- [Recorded data]:
==========
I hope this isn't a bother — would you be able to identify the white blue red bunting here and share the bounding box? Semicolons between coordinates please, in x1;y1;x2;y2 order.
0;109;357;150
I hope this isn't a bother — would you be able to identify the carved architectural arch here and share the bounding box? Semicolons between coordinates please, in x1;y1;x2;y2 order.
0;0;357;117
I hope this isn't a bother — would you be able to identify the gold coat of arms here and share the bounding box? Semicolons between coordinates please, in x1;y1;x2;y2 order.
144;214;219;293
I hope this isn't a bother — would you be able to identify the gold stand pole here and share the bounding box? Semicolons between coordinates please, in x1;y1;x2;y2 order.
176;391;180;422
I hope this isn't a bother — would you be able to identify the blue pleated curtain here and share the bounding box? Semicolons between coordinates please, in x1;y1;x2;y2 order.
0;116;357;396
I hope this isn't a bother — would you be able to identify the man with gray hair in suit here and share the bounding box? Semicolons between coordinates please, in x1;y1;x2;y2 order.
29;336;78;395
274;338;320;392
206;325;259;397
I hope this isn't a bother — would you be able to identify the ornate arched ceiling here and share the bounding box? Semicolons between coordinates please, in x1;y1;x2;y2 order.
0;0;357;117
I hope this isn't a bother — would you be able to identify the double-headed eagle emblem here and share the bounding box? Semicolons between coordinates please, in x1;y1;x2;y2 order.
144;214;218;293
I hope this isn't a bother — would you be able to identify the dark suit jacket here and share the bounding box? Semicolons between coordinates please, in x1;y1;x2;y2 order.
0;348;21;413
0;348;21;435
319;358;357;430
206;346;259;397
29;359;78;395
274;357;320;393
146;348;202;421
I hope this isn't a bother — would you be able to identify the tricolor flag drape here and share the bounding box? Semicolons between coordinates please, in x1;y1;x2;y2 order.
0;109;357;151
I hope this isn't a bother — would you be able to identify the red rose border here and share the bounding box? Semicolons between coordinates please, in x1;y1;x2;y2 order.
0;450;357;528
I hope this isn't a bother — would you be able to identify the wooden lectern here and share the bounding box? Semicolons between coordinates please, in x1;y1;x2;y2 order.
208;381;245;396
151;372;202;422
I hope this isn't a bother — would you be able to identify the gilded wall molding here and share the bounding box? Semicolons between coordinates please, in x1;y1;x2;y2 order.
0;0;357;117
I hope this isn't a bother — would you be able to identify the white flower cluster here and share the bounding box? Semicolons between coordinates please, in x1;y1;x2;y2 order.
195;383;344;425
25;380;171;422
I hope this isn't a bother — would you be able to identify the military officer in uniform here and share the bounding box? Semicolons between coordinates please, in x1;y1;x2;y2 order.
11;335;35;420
==========
- [What is required]: Render every line of the items above as a Markdown table with the columns Row and Line, numbering each row and leaving out any blank lines.

- [Exercise answer]:
| Row | Line |
|---|---|
| 1 | I hope this isn't a bother — would you be able to identify the white blue red bunting here and share the bounding box? Semicolons between coordinates please, in x1;y1;x2;y2 order. |
| 2 | 0;109;357;150 |
| 3 | I hope this isn't a bother — would you be able to identify the carved architectural arch here and share the bounding box? Semicolons between coordinates please, in x1;y1;x2;y2 order. |
| 4 | 0;0;357;117 |
| 5 | I hope this isn't a bother — would you be able to identify the gold coat of arms here and share the bounding box? Semicolons between coordinates please, in x1;y1;x2;y2 order. |
| 6 | 144;214;219;293 |
| 7 | I hope this isn't a bother — would you be able to identify the gold stand pole here and share the bounding box? Semicolons between coordinates please, in x1;y1;x2;y2 order. |
| 8 | 176;391;180;422 |
| 9 | I hope this isn't a bother — would you be able to identify the blue pleated curtain here and share the bounding box? Semicolons between coordinates please, in x1;y1;x2;y2 order. |
| 10 | 0;116;357;396 |
| 11 | I hope this isn't a bother — would you be able to identify the man with gray hair in suit here and share the bounding box? Semicolons between coordinates please, in x1;y1;x2;y2 order. |
| 12 | 29;336;78;395 |
| 13 | 274;338;320;392 |
| 14 | 206;325;259;397 |
| 15 | I hope this isn't a bother — would you be able to identify the ornate arched ceiling here and share the bounding box? Semicolons between coordinates please, in x1;y1;x2;y2 order. |
| 16 | 0;0;357;117 |
| 17 | I hope this isn't a bother — would you be able to identify the double-headed eagle emblem here and share the bounding box? Semicolons between coordinates please, in x1;y1;x2;y2 order. |
| 18 | 144;214;218;293 |
| 19 | I hope this isn't a bother — would you be able to identify the dark suit jacket here and share the bounding box? Semicolons between coordinates please, in x1;y1;x2;y2 order. |
| 20 | 0;348;21;413 |
| 21 | 0;348;21;435 |
| 22 | 319;358;357;430 |
| 23 | 206;346;259;397 |
| 24 | 29;359;78;395 |
| 25 | 274;357;320;393 |
| 26 | 146;348;202;421 |
| 27 | I hope this isn't a bother — would you be able to identify the tricolor flag drape here and share the bounding box? Semicolons between coordinates please, in x1;y1;x2;y2 order. |
| 28 | 0;109;357;151 |
| 29 | I hope this isn't a bother — would you be able to identify the red rose border here and share the bounding box? Semicolons between coordinates please, in x1;y1;x2;y2 order. |
| 30 | 0;450;357;528 |
| 31 | I hope this isn't a bother — would you be able to identify the wooden lectern here and share the bounding box? Semicolons between coordinates please, in x1;y1;x2;y2 order. |
| 32 | 208;381;245;396 |
| 33 | 151;372;202;422 |
| 34 | I hope this isn't a bother — would you be able to identify the gilded wall molding here and share the bounding box? Semicolons between coordinates please, in x1;y1;x2;y2 order. |
| 35 | 0;0;357;117 |
| 36 | I hope this isn't a bother — would you be able to identify the white flower cluster here and share the bounding box? Semicolons between coordinates please, in x1;y1;x2;y2 order. |
| 37 | 195;383;344;425 |
| 38 | 25;380;171;422 |
| 39 | I hope this isn't a bother — would you be able to identify the military officer in uniform here and share the bounding box? Semicolons between coordinates please, in x1;y1;x2;y2 order. |
| 40 | 11;335;35;420 |